[Start of Attachment]

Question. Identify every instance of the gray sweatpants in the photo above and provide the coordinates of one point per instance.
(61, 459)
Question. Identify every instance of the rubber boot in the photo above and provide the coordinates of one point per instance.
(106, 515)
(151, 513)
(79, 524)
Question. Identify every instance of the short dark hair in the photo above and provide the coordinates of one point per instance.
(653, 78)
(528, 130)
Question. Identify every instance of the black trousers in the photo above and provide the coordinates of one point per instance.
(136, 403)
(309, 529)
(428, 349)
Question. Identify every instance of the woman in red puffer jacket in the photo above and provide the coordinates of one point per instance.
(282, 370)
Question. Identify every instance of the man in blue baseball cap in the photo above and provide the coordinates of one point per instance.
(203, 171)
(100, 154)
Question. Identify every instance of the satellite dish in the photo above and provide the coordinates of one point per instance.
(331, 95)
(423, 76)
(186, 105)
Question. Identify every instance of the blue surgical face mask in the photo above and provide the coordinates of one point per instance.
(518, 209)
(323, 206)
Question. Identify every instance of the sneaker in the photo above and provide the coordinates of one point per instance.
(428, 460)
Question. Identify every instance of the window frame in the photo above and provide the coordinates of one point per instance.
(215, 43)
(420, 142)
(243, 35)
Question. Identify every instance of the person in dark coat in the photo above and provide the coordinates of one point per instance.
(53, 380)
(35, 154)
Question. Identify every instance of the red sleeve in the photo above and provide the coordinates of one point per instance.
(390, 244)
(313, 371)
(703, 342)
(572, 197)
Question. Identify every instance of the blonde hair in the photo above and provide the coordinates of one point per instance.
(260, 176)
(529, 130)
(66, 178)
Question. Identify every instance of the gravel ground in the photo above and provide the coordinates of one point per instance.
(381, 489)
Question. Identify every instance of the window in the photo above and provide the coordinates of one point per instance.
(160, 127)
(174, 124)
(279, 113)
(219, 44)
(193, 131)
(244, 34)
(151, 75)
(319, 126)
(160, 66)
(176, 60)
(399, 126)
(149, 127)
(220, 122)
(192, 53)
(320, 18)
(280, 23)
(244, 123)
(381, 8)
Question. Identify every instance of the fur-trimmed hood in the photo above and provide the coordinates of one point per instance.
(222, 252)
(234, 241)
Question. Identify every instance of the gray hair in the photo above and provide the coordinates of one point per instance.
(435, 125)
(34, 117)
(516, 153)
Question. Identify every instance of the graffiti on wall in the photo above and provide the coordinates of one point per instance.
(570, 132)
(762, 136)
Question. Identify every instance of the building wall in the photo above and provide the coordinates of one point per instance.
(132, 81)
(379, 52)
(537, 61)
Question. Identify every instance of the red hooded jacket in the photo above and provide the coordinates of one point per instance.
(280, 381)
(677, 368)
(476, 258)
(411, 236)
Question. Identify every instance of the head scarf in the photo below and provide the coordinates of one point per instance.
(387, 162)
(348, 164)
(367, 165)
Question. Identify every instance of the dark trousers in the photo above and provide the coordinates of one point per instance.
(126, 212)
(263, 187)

[End of Attachment]

§ Task description
Your task is to transcribe exactly the lines from the one with "Question. Identify every instance of the gravel" through the end of the data, both included, and nothing besides.

§ Solved exercise
Question. Identify every instance of the gravel ground in the photo above and provide the coordinates of one point per instance.
(381, 489)
Question. Identify every instance of the window in the photo above and provide the coordinates of one point per instance.
(160, 127)
(174, 124)
(279, 113)
(219, 44)
(193, 131)
(244, 34)
(151, 75)
(319, 126)
(160, 66)
(176, 60)
(399, 126)
(149, 127)
(220, 122)
(192, 53)
(320, 18)
(280, 23)
(244, 123)
(381, 8)
Question. Identify every instance of the fur-trimmed hood in the photo above and provide the coordinates of one point per instance.
(222, 252)
(234, 241)
Question. Identify every instance of the gray hair in the photo above and provide the coordinates of one point per instance.
(435, 125)
(34, 117)
(516, 153)
Question. Identify every instance of the graffiti on wall in the photo above and provide the coordinates of one point per instance.
(570, 132)
(762, 136)
Question. Identify every instance of the building wall in the photo above and provide the coordinates of one point per instance.
(132, 81)
(379, 52)
(537, 61)
Question. Identify every instance of the red hooded jacket in the photo above and provide the coordinates of one point per instance.
(280, 381)
(677, 368)
(476, 258)
(411, 236)
Question. Identify every instance of the head scarf in the photo below and provide the coordinates of one point per instance.
(387, 162)
(348, 164)
(367, 165)
Question. Identify every instance of the dark trousers in the photo above and provide the coordinates of one point per instance.
(126, 212)
(263, 187)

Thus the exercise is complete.